| TEXT TO READ |

Heinrich et al. Metric requirement testing results (Y = complies, P = partial, N = does not comply)

Metric Requirement	CS-M1	CS-M2	CS-M3	CS-M4	CS-M5	I-M6	I-M7	CY-M8	T-M9	1Spt	Uplift
Min. & max. values (MR1)	Y	Y	Y	Y	Y	Y	Y	Y	Y	N	Y
Interval-scale (MR2)	Y	Y	Y	Y	Y	Y	Y	Y	Y	N	Y
Scientific criteria (MR3)	Y	Y	Y	Y	Y	Y	Y	Y	P	Y	Y
Sound aggregation (MR4)	Y	Y	Y	Y	Y	Y	Y	Y	Y	N	Y
Economic efficiency (MR5)	Y	Y	Y	Y	Y	Y	Y	Y	P	Y	Y

5.3. Design evaluation of uplifted and new metrics

Heinrich et al. [23] have defined a set of five design requirements for effective data quality metrics for both decision making under uncertainty and economically oriented data quality management. This section evaluates the original 1Spatial 1Integrate quality rules output (1Spt column), our uplifted 1Spatial Metrics (Uplift column) and our new geospatial standards compliance metrics against these five requirements (summarised in Table 6). The requirements of Heinrich et al. and our analysis of compliance are summarised as:

Existence of minimum and maximum metric values (MR1) Data quality metrics should take values only within a specified range. The minimum values should represent the poorest data quality and the maximum representing the highest data quality. Each value within the range should represent different data quality levels. Assessment: With the exception of the original 1Spatial 1 Integrate output (1Spt column), all our metrics are defined over the bounded interval [0–1] representing gradually increasing quality levels and thus fulfilling this requirement.

Interval-scaled metric values (MR2) The data quality metric must represent the computation results as interval-scaled or ratio-scaled values. This avoids metrics with arbitrary scales such as poor, good, or best. Assessment: Metric values (except for T-M9 and 1Spt) are interval scaled, the impact of a data quality improvement measure can thus be assessed precisely.

Quality of the configuration parameters and the determination of the metric values (MR3) The scientific quality criteria (i.e., objectivity, reliability, and validity) must be satisfied by any metric configuration parameters. Assessment: The provided metrics have formal, mathematical formulae for calculating the scores that allow for an objective and reliable determination based on defined data quality dimensions (completeness, consistency, interlinking). All metrics fulfil this except for: T-M9 as it is not possible to determine a single fixed value for the configuration parameter “shelf life” of the metric.

Sound aggregation of the metric values (MR4) A data quality metric must be applicable to single data values as well as to sets of data values. The metric should be performed in different levels of data with consistent aggregation values. Assessment: In all cases, we propose normalised metrics that are scaled to the number of triples or geospatial terms they assess. Thus this requirement is satisfied. The original 1Spatial 1 Integrate output (1Spt column) does not fulfil this property as the results are not scaled to the dataset, This is fixed for our uplifted versions.

Economic efficiency of the metric (MR5) This requirement addresses the metric’s utility from an economic perspective. Application of the data quality metric should provide a cost-beneficial effect on the business, thus computation time should not be excessive. The metric should support effective decision making.Assessment: All of the metrics can be calculated with mathematical formulations automatizing the computations in an effective way at a low cost. They have proved effective for decision making in OSi. All the metrics fulfil this requirement except T-M9 since it depends on knowledge of the dataset creation date, which is not always available.

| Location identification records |
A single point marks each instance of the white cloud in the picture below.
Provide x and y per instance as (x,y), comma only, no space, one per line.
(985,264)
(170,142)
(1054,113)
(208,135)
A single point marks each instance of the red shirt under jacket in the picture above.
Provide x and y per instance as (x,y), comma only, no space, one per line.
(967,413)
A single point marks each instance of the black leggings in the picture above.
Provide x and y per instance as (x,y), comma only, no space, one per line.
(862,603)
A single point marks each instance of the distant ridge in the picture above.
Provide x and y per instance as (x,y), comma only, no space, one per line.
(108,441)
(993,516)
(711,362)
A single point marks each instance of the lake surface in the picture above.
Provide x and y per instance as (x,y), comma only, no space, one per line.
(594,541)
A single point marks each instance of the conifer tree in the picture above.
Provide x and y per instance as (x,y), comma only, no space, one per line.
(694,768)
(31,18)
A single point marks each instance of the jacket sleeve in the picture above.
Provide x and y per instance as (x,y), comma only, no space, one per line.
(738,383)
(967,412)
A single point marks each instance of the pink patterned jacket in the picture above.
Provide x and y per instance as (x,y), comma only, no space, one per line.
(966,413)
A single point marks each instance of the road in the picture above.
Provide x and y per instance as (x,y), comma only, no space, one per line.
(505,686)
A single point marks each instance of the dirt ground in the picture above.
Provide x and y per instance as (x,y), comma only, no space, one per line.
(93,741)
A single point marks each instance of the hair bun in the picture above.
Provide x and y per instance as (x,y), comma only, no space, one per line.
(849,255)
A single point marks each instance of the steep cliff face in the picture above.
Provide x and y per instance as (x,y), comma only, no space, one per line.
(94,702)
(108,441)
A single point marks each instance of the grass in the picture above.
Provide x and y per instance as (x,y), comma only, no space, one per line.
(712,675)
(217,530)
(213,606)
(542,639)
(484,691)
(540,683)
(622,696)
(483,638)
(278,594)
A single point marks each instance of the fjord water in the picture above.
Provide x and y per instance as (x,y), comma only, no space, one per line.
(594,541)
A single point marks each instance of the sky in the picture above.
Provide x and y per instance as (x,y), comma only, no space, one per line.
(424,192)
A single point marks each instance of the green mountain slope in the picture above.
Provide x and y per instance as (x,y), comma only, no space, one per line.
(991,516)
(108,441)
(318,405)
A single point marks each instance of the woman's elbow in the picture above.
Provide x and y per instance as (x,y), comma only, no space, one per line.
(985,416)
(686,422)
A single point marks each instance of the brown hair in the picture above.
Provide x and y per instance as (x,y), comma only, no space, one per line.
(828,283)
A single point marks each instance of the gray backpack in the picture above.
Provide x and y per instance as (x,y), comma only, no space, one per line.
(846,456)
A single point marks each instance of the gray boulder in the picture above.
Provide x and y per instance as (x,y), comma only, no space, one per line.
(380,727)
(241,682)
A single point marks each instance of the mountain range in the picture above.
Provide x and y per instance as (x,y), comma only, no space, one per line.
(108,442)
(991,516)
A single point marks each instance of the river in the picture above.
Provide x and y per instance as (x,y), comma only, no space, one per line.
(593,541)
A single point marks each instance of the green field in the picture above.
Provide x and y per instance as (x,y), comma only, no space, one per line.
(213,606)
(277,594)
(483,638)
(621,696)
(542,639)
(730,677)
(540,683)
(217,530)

--

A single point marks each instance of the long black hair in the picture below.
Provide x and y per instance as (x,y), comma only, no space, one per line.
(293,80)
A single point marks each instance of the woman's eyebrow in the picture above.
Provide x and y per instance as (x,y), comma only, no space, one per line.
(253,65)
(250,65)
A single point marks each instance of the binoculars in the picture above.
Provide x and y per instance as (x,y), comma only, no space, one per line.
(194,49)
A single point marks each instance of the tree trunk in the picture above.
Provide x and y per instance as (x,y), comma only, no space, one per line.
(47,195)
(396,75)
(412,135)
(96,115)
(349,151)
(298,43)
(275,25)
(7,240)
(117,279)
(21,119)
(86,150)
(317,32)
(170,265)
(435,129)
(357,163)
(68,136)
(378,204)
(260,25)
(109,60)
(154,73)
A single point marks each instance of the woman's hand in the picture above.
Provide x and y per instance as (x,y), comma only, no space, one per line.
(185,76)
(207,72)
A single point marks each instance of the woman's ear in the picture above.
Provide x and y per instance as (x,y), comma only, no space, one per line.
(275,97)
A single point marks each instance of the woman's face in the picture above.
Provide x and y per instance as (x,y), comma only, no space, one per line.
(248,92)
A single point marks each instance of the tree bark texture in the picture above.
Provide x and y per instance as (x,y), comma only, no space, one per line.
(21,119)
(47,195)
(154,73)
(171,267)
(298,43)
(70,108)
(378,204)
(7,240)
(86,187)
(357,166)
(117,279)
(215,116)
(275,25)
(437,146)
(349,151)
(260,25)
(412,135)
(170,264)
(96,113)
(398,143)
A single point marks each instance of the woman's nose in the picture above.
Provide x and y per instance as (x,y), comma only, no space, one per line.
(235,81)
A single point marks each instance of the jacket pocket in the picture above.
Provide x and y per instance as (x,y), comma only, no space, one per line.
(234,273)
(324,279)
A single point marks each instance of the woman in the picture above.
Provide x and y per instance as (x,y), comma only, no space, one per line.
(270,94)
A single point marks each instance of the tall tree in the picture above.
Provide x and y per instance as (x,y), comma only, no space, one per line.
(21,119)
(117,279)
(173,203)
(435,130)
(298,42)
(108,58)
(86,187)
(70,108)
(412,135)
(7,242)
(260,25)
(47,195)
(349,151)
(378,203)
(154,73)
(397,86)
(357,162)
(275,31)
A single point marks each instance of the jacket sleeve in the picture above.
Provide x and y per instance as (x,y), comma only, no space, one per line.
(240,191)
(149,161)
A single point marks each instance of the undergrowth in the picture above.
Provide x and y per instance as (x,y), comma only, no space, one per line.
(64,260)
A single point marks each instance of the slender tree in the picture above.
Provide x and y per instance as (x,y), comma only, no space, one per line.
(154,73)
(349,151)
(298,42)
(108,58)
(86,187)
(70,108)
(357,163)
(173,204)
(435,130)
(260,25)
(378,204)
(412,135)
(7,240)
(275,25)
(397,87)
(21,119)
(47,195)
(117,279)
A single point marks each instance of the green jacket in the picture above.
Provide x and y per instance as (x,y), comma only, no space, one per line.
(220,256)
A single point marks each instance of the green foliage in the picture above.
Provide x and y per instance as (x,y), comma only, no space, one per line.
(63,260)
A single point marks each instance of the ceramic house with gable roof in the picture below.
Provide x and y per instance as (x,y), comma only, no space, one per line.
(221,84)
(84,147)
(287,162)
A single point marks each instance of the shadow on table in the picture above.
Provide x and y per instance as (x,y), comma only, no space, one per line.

==

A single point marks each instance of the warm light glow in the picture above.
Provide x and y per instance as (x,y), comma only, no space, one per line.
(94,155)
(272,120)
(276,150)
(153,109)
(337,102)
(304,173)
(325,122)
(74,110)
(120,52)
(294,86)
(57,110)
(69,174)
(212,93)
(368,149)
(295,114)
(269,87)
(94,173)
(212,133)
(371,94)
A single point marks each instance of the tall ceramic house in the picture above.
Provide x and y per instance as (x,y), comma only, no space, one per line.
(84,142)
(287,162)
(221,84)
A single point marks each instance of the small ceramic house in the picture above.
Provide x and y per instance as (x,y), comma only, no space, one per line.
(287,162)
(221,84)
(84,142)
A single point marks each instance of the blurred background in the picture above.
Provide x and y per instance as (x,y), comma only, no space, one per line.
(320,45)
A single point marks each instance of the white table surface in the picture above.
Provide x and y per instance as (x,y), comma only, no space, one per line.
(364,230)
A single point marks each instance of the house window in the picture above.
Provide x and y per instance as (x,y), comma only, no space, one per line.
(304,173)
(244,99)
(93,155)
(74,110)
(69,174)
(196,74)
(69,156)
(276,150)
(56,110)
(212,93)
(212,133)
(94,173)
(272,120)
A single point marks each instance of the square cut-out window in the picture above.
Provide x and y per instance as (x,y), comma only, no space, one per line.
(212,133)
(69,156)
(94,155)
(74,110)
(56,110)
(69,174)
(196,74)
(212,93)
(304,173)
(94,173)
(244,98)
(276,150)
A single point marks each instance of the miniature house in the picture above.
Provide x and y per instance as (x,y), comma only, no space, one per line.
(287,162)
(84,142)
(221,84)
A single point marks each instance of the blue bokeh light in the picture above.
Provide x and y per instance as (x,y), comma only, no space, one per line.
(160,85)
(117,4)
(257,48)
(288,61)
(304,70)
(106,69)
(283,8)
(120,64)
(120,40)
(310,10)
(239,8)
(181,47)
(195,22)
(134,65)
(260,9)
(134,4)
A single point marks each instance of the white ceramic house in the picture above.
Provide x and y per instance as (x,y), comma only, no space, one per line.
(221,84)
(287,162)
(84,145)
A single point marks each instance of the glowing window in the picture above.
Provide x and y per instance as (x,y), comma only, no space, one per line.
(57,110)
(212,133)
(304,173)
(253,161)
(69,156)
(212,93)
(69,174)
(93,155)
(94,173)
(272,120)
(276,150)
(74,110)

| LIST OF TASKS |
1. Locate every line of the records that contains the string "surface", and copy each of those lines.
2. Write the next part of the evaluation of data quality metric requirements, picking up after its final sentence.
The text and the records have no connection to each other.

| EXPECTED RESULTS |
1.
A single point marks each instance of the lake surface in the picture above.
A single point marks each instance of the white table surface in the picture above.

2.
6. Lessons learned

The ADAPT Centre developed this work over two years of collaboration with the Geospatial Services, Data Governance & Quality department in OSi and knowledge exchange was a key outcome. This was facilitated by quarterly workshops with senior stakeholders as well as regular weekly meetings between the design and implementation teams. Key lessons learned from the deployment of semantic web technologies and standards for the creation of metadata supporting unified data quality governance of a complex data production pipeline are described below.

Despite the rapid advances in general purpose Linked Data metrics in the last decade [15,38,50], domain and application specific metrics are often needed to complement generic metrics to get a full picture of quality in a specific data production pipeline. For example, in our case, OSi needed additional geospatial conformance standards metrics and uplifted metrics based on domain-specific rules.

If the domain and application specific metrics are not defined effectively, they can lead to poor decisions and economic losses. The effective design depends on applying best practice [23] for metrics so that rather than being local measures of quality they can form part of a quality system and support combination with other metrics.

Data quality dimensions provide an important mechanism for unifying heterogeneous metrics into a single measurement system. This is an excellent way to provide visibility of quality along a data pipeline with multiple storages and representation technologies as measurements from diverse quality tools can be mapped into a single model. However, most previous work, e.g. Zaveri et al. [50] has assumed a single model of data quality dimensions and this is insufficient in modern data production systems as they span multiple domains which had previously independent data quality dimension models. Thus dimension mappings are required for more flexibility.

It was seen that the capability to dynamically exhibit the same quality data from the perspectives of many quality standards was particularly well received by system stakeholders (see Section 5.2). This was significant as at the beginning of this study it was not known which quality standards were the most important and this will vary as more stakeholders and use cases are added.

OSi gained three significant advantages by creating and classifying metrics based on 1Spatial rule-based data validation into the ISO 19157 data quality framework as part of our uplift process (Section 4.2) as follows: (i) they were previously limited to reviewing the raw outputs of validation rules, which was difficult to track over time for trends due to the lack of normalised reporting; (ii) mapping to common dimensions was necessary to ensure quality traceability along the data pipeline, and (iii) ISO 19157 defines the preferred reporting framework for the OSi geospatial services department but was not natively supported by the 1Spatial 1Integrate tool.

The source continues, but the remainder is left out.